*Instrucción escrita:* Extrae del listado cada línea que contenga la palabra "Query". Distingue entre mayúsculas y minúsculas.

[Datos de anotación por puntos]
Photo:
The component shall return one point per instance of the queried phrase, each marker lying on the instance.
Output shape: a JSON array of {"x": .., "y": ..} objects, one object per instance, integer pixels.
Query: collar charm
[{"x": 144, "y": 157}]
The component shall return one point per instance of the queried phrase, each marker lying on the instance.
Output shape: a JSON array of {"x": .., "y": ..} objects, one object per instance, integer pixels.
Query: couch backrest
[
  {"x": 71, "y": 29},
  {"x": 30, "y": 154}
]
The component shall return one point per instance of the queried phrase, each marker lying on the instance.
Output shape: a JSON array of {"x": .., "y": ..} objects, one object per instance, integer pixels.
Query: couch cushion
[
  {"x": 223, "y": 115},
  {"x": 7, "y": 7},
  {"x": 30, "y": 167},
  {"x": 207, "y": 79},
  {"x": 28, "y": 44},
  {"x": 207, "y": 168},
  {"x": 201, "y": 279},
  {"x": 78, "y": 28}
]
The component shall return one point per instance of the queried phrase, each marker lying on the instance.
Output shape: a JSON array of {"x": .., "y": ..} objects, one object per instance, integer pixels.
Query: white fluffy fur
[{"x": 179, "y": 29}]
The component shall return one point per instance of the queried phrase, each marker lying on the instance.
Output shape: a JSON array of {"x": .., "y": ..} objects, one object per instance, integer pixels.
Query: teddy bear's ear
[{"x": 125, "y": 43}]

*Respuesta escrita:*
Query: collar charm
Query: couch backrest
Query: couch cushion
Query: white fluffy fur
Query: teddy bear's ear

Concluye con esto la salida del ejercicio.